EXERCISE PROMPT:
From the data below, please reproduce exactly everything from the line that contains "For every <instance>, produce" down to the line that contains "positive clicks: (81, 359) (119, 356)", with both ends included.

EXERCISE INPUT:
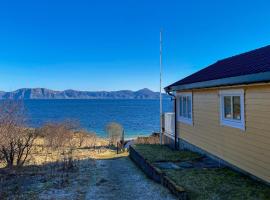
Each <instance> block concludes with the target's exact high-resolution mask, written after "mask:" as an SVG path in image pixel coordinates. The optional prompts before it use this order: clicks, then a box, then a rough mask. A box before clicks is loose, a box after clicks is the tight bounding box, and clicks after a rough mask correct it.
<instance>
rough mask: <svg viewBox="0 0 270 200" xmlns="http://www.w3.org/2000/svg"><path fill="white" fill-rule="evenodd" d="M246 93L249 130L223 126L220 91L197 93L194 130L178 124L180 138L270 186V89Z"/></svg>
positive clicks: (194, 107)
mask: <svg viewBox="0 0 270 200" xmlns="http://www.w3.org/2000/svg"><path fill="white" fill-rule="evenodd" d="M243 89H244V90H245V121H246V122H245V126H246V130H245V131H243V130H240V129H236V128H232V127H227V126H221V125H220V116H219V112H220V100H219V89H209V90H194V91H193V126H192V125H187V124H184V123H180V122H178V130H180V132H179V134H180V137H181V138H183V139H184V140H186V141H188V142H189V143H191V144H194V145H196V146H198V147H200V148H202V149H204V150H206V151H208V152H209V153H212V154H214V155H216V156H218V157H220V158H222V159H224V160H225V161H227V162H229V163H231V164H233V165H235V166H237V167H239V168H241V169H243V170H245V171H247V172H249V173H251V174H253V175H255V176H257V177H259V178H261V179H263V180H265V181H268V182H270V86H249V87H245V88H243Z"/></svg>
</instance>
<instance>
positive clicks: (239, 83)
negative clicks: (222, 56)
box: [165, 45, 270, 92]
mask: <svg viewBox="0 0 270 200" xmlns="http://www.w3.org/2000/svg"><path fill="white" fill-rule="evenodd" d="M267 81H270V45H268V46H265V47H262V48H259V49H255V50H252V51H249V52H246V53H242V54H239V55H236V56H232V57H229V58H226V59H223V60H220V61H217V62H216V63H214V64H212V65H210V66H208V67H206V68H204V69H202V70H200V71H198V72H196V73H194V74H191V75H190V76H187V77H186V78H184V79H182V80H179V81H177V82H175V83H173V84H171V85H169V86H167V87H166V88H165V90H166V91H167V92H168V91H175V90H184V89H194V88H205V87H213V86H222V85H237V84H243V83H245V84H248V83H255V82H267Z"/></svg>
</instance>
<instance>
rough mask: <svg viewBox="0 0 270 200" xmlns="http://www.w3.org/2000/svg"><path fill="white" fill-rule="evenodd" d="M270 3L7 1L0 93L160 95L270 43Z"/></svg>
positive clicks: (148, 1)
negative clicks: (57, 93)
mask: <svg viewBox="0 0 270 200" xmlns="http://www.w3.org/2000/svg"><path fill="white" fill-rule="evenodd" d="M269 8H270V1H262V0H256V1H249V0H237V1H236V0H223V1H216V0H211V1H210V0H197V1H195V0H185V1H184V0H182V1H181V0H113V1H112V0H85V1H82V0H76V1H75V0H74V1H68V0H63V1H59V0H50V1H46V0H42V1H39V0H32V1H29V0H24V1H22V0H18V1H13V0H1V1H0V90H5V91H11V90H15V89H18V88H21V87H46V88H50V89H56V90H63V89H69V88H72V89H80V90H120V89H131V90H137V89H140V88H144V87H148V88H150V89H153V90H158V88H159V30H160V28H161V27H162V28H163V29H164V55H163V56H164V86H165V85H167V84H169V83H172V82H174V81H176V80H178V79H180V78H183V77H185V76H186V75H188V74H190V73H192V72H195V71H197V70H199V69H201V68H203V67H204V66H206V65H208V64H211V63H212V62H215V61H216V60H218V59H221V58H224V57H228V56H231V55H234V54H237V53H240V52H244V51H247V50H251V49H254V48H258V47H261V46H265V45H268V44H270V24H269V23H270V12H269Z"/></svg>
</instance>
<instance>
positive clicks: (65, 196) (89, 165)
mask: <svg viewBox="0 0 270 200" xmlns="http://www.w3.org/2000/svg"><path fill="white" fill-rule="evenodd" d="M68 156H72V160H70V158H69V157H65V156H64V157H63V155H62V151H60V152H58V151H56V150H52V149H48V148H46V147H44V144H43V140H42V138H38V140H37V141H36V143H35V146H34V149H33V151H32V153H31V155H30V158H31V159H30V160H29V162H27V163H26V165H25V166H24V167H22V168H19V169H13V170H12V169H6V168H3V166H4V165H2V168H1V166H0V199H1V200H2V199H3V200H4V199H84V197H85V194H86V193H87V192H88V190H89V185H90V184H91V183H92V182H93V181H94V180H93V178H94V175H95V174H96V160H99V159H100V160H102V159H116V158H120V157H126V156H128V153H127V152H123V153H120V154H117V153H116V151H115V150H113V149H110V148H109V147H108V146H107V142H106V141H105V140H103V139H97V142H96V146H95V147H89V146H87V143H86V145H85V146H83V147H74V149H73V150H72V155H68Z"/></svg>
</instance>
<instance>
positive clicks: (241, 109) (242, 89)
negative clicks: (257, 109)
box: [219, 89, 246, 130]
mask: <svg viewBox="0 0 270 200" xmlns="http://www.w3.org/2000/svg"><path fill="white" fill-rule="evenodd" d="M224 96H240V109H241V112H240V114H241V120H236V119H226V118H225V115H224V114H225V113H224ZM219 98H220V124H221V125H223V126H229V127H233V128H238V129H241V130H245V128H246V127H245V99H244V98H245V92H244V90H243V89H234V90H221V91H219ZM232 115H233V110H232Z"/></svg>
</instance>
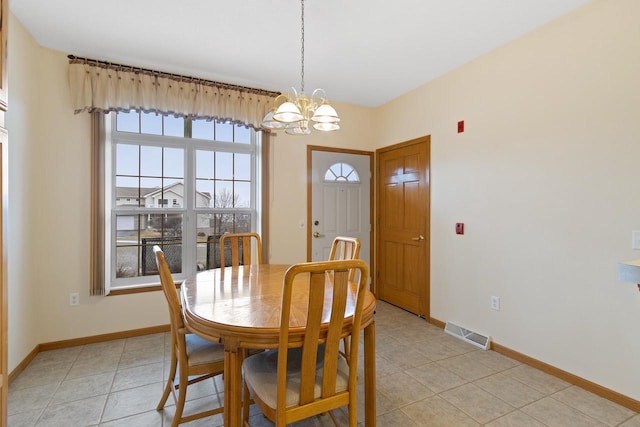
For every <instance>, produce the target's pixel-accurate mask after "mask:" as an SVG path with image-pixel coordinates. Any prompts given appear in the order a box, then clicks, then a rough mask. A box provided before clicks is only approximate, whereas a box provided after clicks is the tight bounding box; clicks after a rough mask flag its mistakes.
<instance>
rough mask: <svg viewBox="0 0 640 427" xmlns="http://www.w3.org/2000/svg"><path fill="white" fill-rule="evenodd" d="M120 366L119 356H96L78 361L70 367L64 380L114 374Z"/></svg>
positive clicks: (81, 359) (119, 356)
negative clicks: (81, 377)
mask: <svg viewBox="0 0 640 427" xmlns="http://www.w3.org/2000/svg"><path fill="white" fill-rule="evenodd" d="M119 364H120V354H115V355H114V354H110V353H107V354H104V355H97V356H95V357H94V358H91V359H81V358H80V357H79V358H78V360H77V361H76V362H75V363H74V364H73V366H71V369H69V372H68V373H67V376H66V378H65V379H72V378H81V377H87V376H91V375H96V374H106V373H115V372H116V370H117V369H118V365H119Z"/></svg>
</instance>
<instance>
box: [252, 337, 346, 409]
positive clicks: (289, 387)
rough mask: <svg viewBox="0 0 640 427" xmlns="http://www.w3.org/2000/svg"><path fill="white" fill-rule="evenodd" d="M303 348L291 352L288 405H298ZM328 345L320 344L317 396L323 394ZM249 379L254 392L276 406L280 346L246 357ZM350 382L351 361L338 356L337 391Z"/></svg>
mask: <svg viewBox="0 0 640 427" xmlns="http://www.w3.org/2000/svg"><path fill="white" fill-rule="evenodd" d="M301 360H302V348H293V349H290V350H289V352H288V354H287V392H286V393H287V399H286V406H287V407H289V406H295V405H298V402H299V395H300V365H301ZM323 362H324V347H323V346H319V347H318V359H317V362H316V367H317V372H316V385H315V392H314V396H315V398H320V397H321V392H322V365H323ZM242 366H243V370H244V376H245V381H246V382H247V383H249V384H251V385H252V387H253V389H254V392H255V393H256V394H257V395H258V396H260V398H261V400H262V401H263V402H264V403H265V404H266V405H267V406H269V407H271V408H275V407H276V397H277V384H278V370H277V366H278V350H269V351H265V352H262V353H259V354H256V355H253V356H251V357H248V358H247V359H245V361H244V363H243V365H242ZM348 385H349V365H348V364H347V361H346V360H345V358H344V357H343V356H342V355H339V356H338V374H337V376H336V392H341V391H345V390H347V388H348Z"/></svg>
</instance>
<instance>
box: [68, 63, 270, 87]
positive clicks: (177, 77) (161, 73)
mask: <svg viewBox="0 0 640 427" xmlns="http://www.w3.org/2000/svg"><path fill="white" fill-rule="evenodd" d="M67 58H69V60H70V61H77V62H82V63H86V64H93V65H100V66H104V67H107V68H122V69H123V70H130V71H134V72H141V73H149V74H152V75H157V76H163V77H171V78H174V79H179V80H190V81H195V82H201V83H205V84H209V85H212V86H219V87H224V88H228V89H235V90H239V91H243V92H252V93H258V94H263V95H268V96H273V97H275V96H278V95H280V94H281V93H280V92H274V91H270V90H265V89H258V88H254V87H248V86H240V85H234V84H231V83H222V82H217V81H215V80H207V79H201V78H198V77H190V76H184V75H181V74H173V73H166V72H164V71H157V70H151V69H148V68H141V67H134V66H132V65H124V64H117V63H115V62H107V61H100V60H97V59H91V58H83V57H81V56H75V55H67Z"/></svg>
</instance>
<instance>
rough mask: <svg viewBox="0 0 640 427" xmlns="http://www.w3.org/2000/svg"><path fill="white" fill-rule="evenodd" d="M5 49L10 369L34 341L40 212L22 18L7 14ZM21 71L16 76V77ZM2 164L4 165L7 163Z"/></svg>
mask: <svg viewBox="0 0 640 427" xmlns="http://www.w3.org/2000/svg"><path fill="white" fill-rule="evenodd" d="M10 18H11V19H10V22H9V28H10V29H11V37H9V46H8V49H9V51H11V52H20V54H19V55H12V56H11V61H10V63H9V69H8V73H9V75H11V76H12V77H11V84H12V86H13V88H12V89H11V93H10V94H9V105H10V109H9V111H8V112H7V114H6V126H7V129H9V138H10V144H9V165H8V166H9V211H8V223H9V226H8V233H7V237H8V241H9V251H8V260H9V265H8V278H9V292H8V295H9V302H8V307H9V348H8V353H9V370H11V369H13V368H14V367H15V365H16V364H17V363H19V362H20V361H21V360H22V359H23V358H24V357H25V356H26V355H27V354H28V353H29V352H30V351H31V350H33V348H34V347H35V346H36V345H37V344H38V343H39V341H38V327H39V325H38V316H37V313H38V311H39V310H38V309H37V306H36V304H38V301H39V300H38V288H37V274H38V268H37V267H36V266H37V265H38V260H39V259H41V258H42V257H41V252H38V244H37V243H36V242H38V236H39V235H40V234H42V233H40V232H38V231H37V228H38V227H34V226H33V224H37V223H38V215H39V212H40V211H41V210H42V207H41V206H39V205H37V203H36V202H37V200H36V199H32V198H31V197H29V194H30V193H31V192H32V191H33V188H34V187H35V186H36V185H37V181H38V169H39V167H40V161H41V158H40V156H39V154H38V153H37V149H36V146H35V144H33V143H31V142H32V141H38V140H39V139H40V138H41V134H42V132H41V131H40V128H39V127H38V126H33V120H34V119H36V118H37V117H38V116H39V107H38V92H39V86H40V79H39V77H38V70H39V55H40V48H39V47H38V46H37V45H36V43H35V41H34V40H33V38H31V36H30V35H29V34H28V33H27V32H26V31H25V29H24V27H22V25H20V23H19V22H18V21H17V20H16V19H13V15H10ZM16 75H18V76H21V78H15V77H14V76H16ZM5 166H6V165H5Z"/></svg>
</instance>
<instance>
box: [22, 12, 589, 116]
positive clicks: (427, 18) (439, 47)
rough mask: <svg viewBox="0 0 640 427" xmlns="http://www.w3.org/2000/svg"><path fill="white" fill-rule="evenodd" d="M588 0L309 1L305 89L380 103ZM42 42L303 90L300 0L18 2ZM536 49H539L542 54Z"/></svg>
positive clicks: (455, 66) (130, 63)
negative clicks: (301, 84) (301, 60)
mask: <svg viewBox="0 0 640 427" xmlns="http://www.w3.org/2000/svg"><path fill="white" fill-rule="evenodd" d="M589 1H590V0H395V1H393V2H392V1H389V0H306V1H305V89H306V92H307V93H310V92H311V91H313V89H315V88H317V87H322V88H323V89H325V91H326V93H327V95H328V97H329V98H330V99H332V100H337V101H342V102H348V103H352V104H357V105H363V106H371V107H374V106H378V105H381V104H383V103H385V102H387V101H390V100H392V99H393V98H396V97H398V96H400V95H402V94H404V93H406V92H409V91H411V90H413V89H415V88H416V87H418V86H420V85H422V84H424V83H426V82H428V81H430V80H432V79H434V78H436V77H438V76H441V75H443V74H445V73H446V72H448V71H450V70H452V69H454V68H456V67H459V66H460V65H462V64H464V63H466V62H469V61H471V60H472V59H474V58H476V57H478V56H480V55H482V54H484V53H486V52H489V51H491V50H493V49H495V48H496V47H498V46H501V45H504V44H505V43H507V42H509V41H510V40H513V39H514V38H517V37H519V36H521V35H523V34H525V33H527V32H529V31H531V30H533V29H535V28H537V27H539V26H541V25H543V24H545V23H547V22H549V21H551V20H553V19H555V18H557V17H559V16H561V15H563V14H566V13H567V12H569V11H571V10H573V9H575V8H577V7H579V6H581V5H583V4H586V3H588V2H589ZM10 8H11V10H12V12H13V13H14V14H15V16H16V17H17V18H18V19H19V20H20V22H22V24H23V25H24V26H25V27H26V28H27V29H28V30H29V32H30V33H31V34H32V35H33V36H34V37H35V39H36V40H37V42H38V43H39V44H41V45H42V46H46V47H49V48H52V49H56V50H60V51H63V52H65V53H67V54H74V55H77V56H83V57H89V58H93V59H101V60H106V61H111V62H117V63H122V64H127V65H134V66H139V67H145V68H152V69H156V70H160V71H167V72H172V73H177V74H185V75H190V76H196V77H201V78H206V79H212V80H218V81H223V82H228V83H235V84H241V85H247V86H253V87H258V88H264V89H269V90H277V91H283V92H286V91H288V90H289V88H290V87H292V86H294V87H295V88H296V89H297V90H299V89H300V69H301V66H300V58H301V53H300V47H301V30H300V24H301V22H300V14H301V10H300V1H299V0H232V1H229V0H227V1H217V0H188V1H186V0H182V1H169V0H109V1H105V0H55V1H52V0H11V1H10ZM533 60H535V58H532V61H533Z"/></svg>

ANSWER TO THIS EXERCISE:
For every <instance>, produce the target's pixel-accurate mask after "mask:" as an SVG path with image-pixel coordinates. Any prompts given appear in the order a box, then clicks, then a rough mask. A box provided before clicks is only approximate, whereas a box provided after clicks is the tight bounding box; clicks after a rough mask flag its mistakes.
<instance>
rough mask: <svg viewBox="0 0 640 427" xmlns="http://www.w3.org/2000/svg"><path fill="white" fill-rule="evenodd" d="M120 366L119 356H96L78 361L70 367L64 380L114 374Z"/></svg>
positive clicks: (81, 359) (119, 356)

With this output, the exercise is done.